Return the listing below line for line without changing anything. Leave out the pictures.

Point annotations for photos
## begin

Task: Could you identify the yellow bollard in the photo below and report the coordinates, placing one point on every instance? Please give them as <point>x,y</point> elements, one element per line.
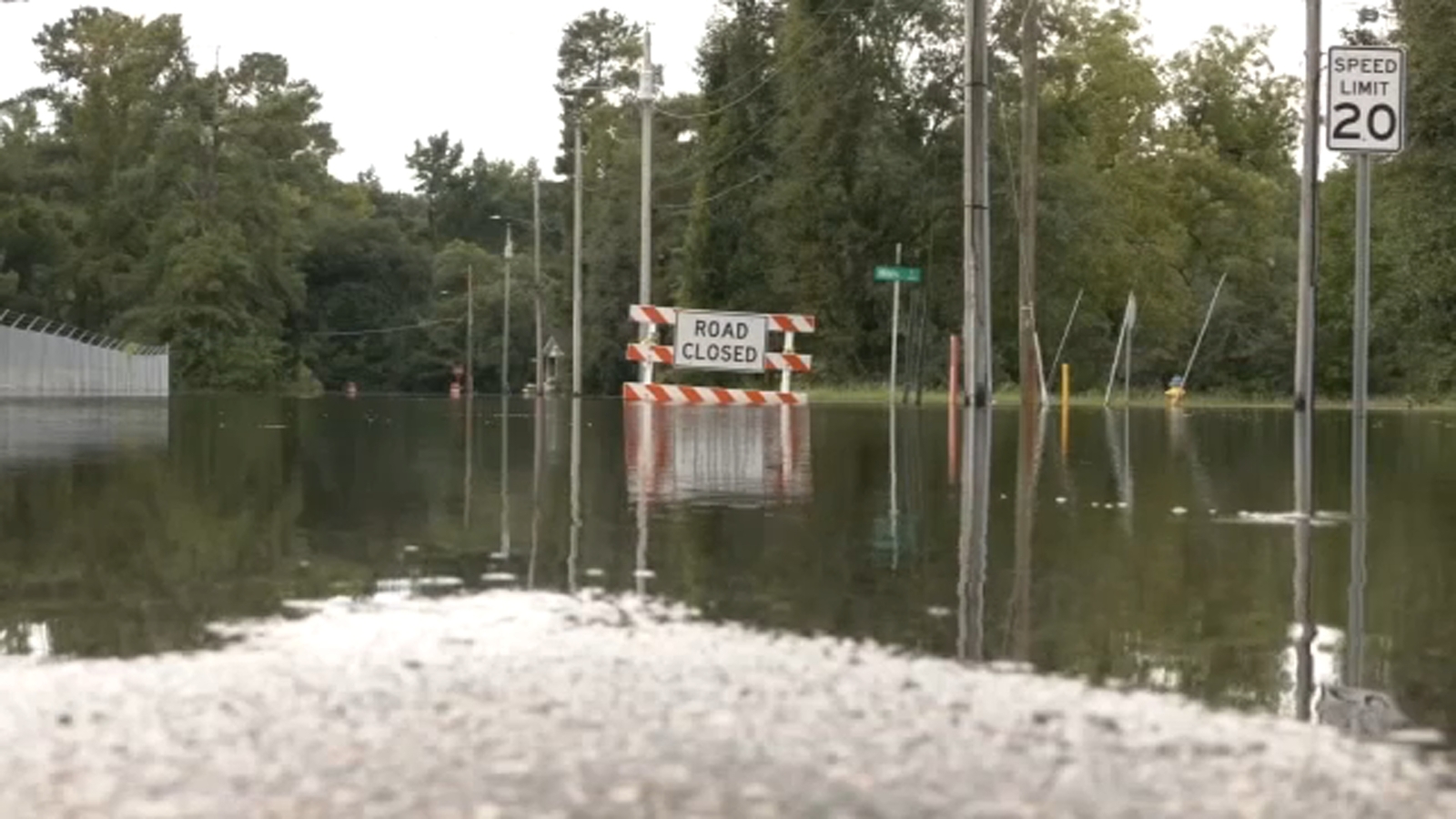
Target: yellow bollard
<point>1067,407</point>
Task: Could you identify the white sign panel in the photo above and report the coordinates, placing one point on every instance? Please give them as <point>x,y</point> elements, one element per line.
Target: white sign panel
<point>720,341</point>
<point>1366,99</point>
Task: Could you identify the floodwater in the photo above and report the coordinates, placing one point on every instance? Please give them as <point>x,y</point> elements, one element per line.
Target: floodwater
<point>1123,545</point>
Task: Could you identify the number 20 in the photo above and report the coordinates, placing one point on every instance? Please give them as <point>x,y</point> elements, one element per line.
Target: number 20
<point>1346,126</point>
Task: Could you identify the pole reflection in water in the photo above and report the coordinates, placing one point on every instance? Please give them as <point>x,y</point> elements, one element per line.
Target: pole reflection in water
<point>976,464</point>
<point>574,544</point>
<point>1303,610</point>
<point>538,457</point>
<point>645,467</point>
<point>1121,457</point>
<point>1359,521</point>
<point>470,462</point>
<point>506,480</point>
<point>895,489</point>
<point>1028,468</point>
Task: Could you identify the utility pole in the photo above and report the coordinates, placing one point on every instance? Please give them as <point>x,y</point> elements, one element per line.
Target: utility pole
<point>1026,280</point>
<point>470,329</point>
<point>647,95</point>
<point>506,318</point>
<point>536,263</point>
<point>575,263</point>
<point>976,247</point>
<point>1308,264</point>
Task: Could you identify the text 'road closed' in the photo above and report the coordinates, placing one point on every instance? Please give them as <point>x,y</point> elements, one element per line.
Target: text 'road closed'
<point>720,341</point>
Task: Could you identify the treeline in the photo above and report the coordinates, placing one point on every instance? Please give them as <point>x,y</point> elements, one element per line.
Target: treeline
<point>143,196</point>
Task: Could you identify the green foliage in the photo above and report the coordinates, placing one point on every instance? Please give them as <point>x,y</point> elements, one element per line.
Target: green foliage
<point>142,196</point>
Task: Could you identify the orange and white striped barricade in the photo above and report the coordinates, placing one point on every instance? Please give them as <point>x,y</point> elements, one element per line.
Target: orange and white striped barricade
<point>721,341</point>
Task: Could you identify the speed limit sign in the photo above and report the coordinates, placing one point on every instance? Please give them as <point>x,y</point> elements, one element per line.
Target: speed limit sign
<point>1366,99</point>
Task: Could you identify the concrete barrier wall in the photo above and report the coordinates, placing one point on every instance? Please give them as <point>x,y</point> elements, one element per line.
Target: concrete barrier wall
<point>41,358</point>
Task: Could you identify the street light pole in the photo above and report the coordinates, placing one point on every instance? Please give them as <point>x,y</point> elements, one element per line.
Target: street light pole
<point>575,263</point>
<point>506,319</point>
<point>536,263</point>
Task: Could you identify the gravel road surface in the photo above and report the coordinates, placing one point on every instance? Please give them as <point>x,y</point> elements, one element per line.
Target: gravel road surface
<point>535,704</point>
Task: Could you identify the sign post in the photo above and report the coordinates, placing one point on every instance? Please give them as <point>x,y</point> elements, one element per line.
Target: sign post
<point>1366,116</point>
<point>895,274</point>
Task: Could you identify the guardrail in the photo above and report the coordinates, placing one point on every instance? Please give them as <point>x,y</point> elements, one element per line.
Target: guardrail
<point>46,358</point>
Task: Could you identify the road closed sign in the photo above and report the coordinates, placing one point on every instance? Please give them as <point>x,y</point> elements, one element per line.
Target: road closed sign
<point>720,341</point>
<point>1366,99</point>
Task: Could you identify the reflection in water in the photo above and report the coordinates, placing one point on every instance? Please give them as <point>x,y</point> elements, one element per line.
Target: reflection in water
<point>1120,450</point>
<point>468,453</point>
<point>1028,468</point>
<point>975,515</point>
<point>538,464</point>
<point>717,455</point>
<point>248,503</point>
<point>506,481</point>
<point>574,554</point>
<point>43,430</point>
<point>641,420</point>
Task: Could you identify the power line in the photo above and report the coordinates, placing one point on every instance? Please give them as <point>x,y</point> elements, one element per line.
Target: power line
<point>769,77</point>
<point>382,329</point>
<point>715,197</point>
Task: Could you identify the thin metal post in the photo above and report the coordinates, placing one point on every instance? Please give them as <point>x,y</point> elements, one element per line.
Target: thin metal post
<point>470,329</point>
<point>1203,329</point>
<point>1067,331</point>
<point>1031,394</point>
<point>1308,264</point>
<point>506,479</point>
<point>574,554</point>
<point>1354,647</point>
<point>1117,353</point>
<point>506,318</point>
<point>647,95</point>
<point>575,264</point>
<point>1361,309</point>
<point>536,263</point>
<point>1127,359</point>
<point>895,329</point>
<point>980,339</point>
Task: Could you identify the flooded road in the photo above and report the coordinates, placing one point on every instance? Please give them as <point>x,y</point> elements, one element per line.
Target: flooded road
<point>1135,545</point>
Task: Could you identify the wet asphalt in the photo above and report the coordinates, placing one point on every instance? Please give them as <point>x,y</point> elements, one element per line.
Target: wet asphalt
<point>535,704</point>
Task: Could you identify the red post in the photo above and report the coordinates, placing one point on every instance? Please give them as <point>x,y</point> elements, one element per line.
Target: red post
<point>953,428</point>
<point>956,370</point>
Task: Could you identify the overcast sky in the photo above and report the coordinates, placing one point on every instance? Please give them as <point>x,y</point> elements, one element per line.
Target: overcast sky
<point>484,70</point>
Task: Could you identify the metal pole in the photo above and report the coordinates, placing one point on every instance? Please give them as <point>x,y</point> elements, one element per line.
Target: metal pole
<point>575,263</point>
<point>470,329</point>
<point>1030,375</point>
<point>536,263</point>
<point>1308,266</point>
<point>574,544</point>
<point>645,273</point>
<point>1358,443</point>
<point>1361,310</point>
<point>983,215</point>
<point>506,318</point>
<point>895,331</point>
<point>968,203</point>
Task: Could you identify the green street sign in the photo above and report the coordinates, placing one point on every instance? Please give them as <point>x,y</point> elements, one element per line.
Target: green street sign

## end

:: Result of the exercise ::
Task: Could you identify the yellow bollard in the photo below and report the coordinates, placing one point on every instance? Please give them as <point>x,y</point> elements, one element per line.
Target: yellow bollard
<point>1067,407</point>
Task: Could you identify the white sign panel in the photo above and report the coordinates, placing one point on every instance? Please give them as <point>x,y</point> elements, one element per line.
Target: white sign panel
<point>720,341</point>
<point>1366,99</point>
Task: Could you identify the floodwater in the photo above and report the coordinates, placing one point on every instance? Please give them as <point>x,y</point> elements, one element per line.
Target: floodwater
<point>1123,545</point>
Task: Could you identify the number 20 in the photo above and report the coordinates, placing one point on every instance? Please give them as <point>x,y</point> elements, one element per line.
Target: number 20
<point>1346,126</point>
Task: Could you identify the pole reflection in water in the photo above and report the coordinates, placing one point on every instance? Please give them as <point>x,y</point> elements, one element per line.
Target: pole reflection in water
<point>976,464</point>
<point>574,544</point>
<point>1303,610</point>
<point>538,457</point>
<point>645,467</point>
<point>1121,457</point>
<point>1359,521</point>
<point>470,462</point>
<point>506,480</point>
<point>895,489</point>
<point>1028,468</point>
Task: Could you identify the utility pole in the photo above and report the coordinates, placing one point on every instance? Please give them as <point>x,y</point> elements, one element per line.
Target: utility pole
<point>1026,280</point>
<point>470,329</point>
<point>647,95</point>
<point>506,318</point>
<point>536,263</point>
<point>575,263</point>
<point>976,247</point>
<point>1308,264</point>
Task: Could you identify the text 'road closed' in the photo above and report the coordinates, placing one point on every instance? Please give them as <point>x,y</point> elements, one element per line.
Target: text 'road closed'
<point>720,341</point>
Task: Could you identify the treeline in the photo above and report the coordinates, placing one point on every instance? Please give them as <point>x,y</point> elements, one element per line.
Target: treeline
<point>143,196</point>
Task: Could you identify the green foliage in the photo above and report the coordinates, placing one point on every instance? Please give them as <point>x,y</point> elements, one element per line.
Target: green foliage
<point>142,196</point>
Task: Could you identify the orange and white striped barricade in the photo above and report the coordinates, placing one point on every instance? Please give them as <point>x,y</point> elements, one element per line.
Target: orange and white striped barricade
<point>721,341</point>
Task: Could you identify the speed limit sign in the photo above and report the coordinates, placing one point on every instance? Please give them as <point>x,y</point> elements, one element per line.
Target: speed limit sign
<point>1366,99</point>
Task: Could you identify the concrete barrier wall in the photo above and report the coordinates, placing one point on every instance? Please give them as <point>x,y</point> elements, one element per line.
Target: concrete barrier wall
<point>41,358</point>
Task: Could you identify the street light pole in the photo above and report the coordinates, placing one point on every instance? Please give them as <point>x,y</point> elements, one element per line.
Target: street light pole
<point>575,263</point>
<point>506,319</point>
<point>536,263</point>
Task: Could you identify the gravel road surface in the photo above and report the coordinates, placing one point on every instance? Please give them as <point>x,y</point> elements, one element per line.
Target: gravel road surface
<point>535,704</point>
Task: Could you identify the sign post in the photo above and report the coordinates, placing one point on every instance? Please give them as <point>x,y</point> elements, one element per line.
Target: sign post
<point>1366,116</point>
<point>895,274</point>
Task: Could you identify the guardrail in the photo above and report the coordinates, placing one point on every instance? Please give them as <point>x,y</point> elements, one element per line.
Target: guardrail
<point>46,358</point>
Task: Could you identify the road closed sign in the photo above and report the coordinates, placing one point on every instance? Please give them as <point>x,y</point> elements, one element per line.
Target: road closed sign
<point>720,341</point>
<point>1366,99</point>
Task: Could you identify the reflection in water in the photo above and report the coordinates, placing one point on every instance? Please give them as <point>x,y</point> elements, one element per line.
Target: reflection in water
<point>1120,450</point>
<point>468,453</point>
<point>1028,468</point>
<point>975,515</point>
<point>538,464</point>
<point>717,455</point>
<point>248,503</point>
<point>506,481</point>
<point>574,554</point>
<point>43,430</point>
<point>641,420</point>
Task: Could you identify the power line in the photo above and report the coordinates, placing one point on every instance? Please give them as <point>x,y</point> elements, one element per line.
Target: power line
<point>769,77</point>
<point>382,329</point>
<point>715,197</point>
Task: Could you identify the thin metal post in the photo above and report the coordinates, placing one point on every instance? Please give them as <point>x,y</point> elements, one element per line.
Target: thin metal post
<point>470,329</point>
<point>1203,329</point>
<point>1067,331</point>
<point>1031,394</point>
<point>1308,264</point>
<point>506,479</point>
<point>574,554</point>
<point>1354,647</point>
<point>1117,353</point>
<point>506,318</point>
<point>647,95</point>
<point>575,264</point>
<point>1361,309</point>
<point>536,263</point>
<point>1127,359</point>
<point>895,329</point>
<point>980,339</point>
Task: Could you identify the flooded road in the photo above and report the coordinates, placing one point on every instance? Please give them as <point>x,y</point> elements, one element per line.
Target: flooded road
<point>1135,545</point>
Task: Could you identify the wet asphalt in the photo above and report the coordinates, placing one point on every instance? Please give them as <point>x,y</point> elements, one element per line.
Target: wet asphalt
<point>535,704</point>
Task: Could you identify the red post in the photo above and report the coordinates, placing one point on every instance? Please give them as <point>x,y</point> elements, one element per line.
Target: red post
<point>953,428</point>
<point>956,370</point>
Task: Could you identify the overcast sky in the photo above and report the coordinates, placing one point on every instance? Please give them as <point>x,y</point> elements, one element per line.
Target: overcast sky
<point>484,70</point>
Task: Could you identify the metal pole in the photo above and report the coordinates, placing one point on every instance? Please give them as <point>x,y</point> elements, one element per line.
Target: metal pole
<point>575,263</point>
<point>470,329</point>
<point>1030,375</point>
<point>536,263</point>
<point>1308,266</point>
<point>574,544</point>
<point>645,273</point>
<point>1358,443</point>
<point>1361,310</point>
<point>983,215</point>
<point>506,318</point>
<point>895,331</point>
<point>968,203</point>
Task: Could you identify the green street sign in the photo above and report the coordinates, placing one point on every instance? Please give them as <point>x,y</point> elements, one element per line.
Target: green street sign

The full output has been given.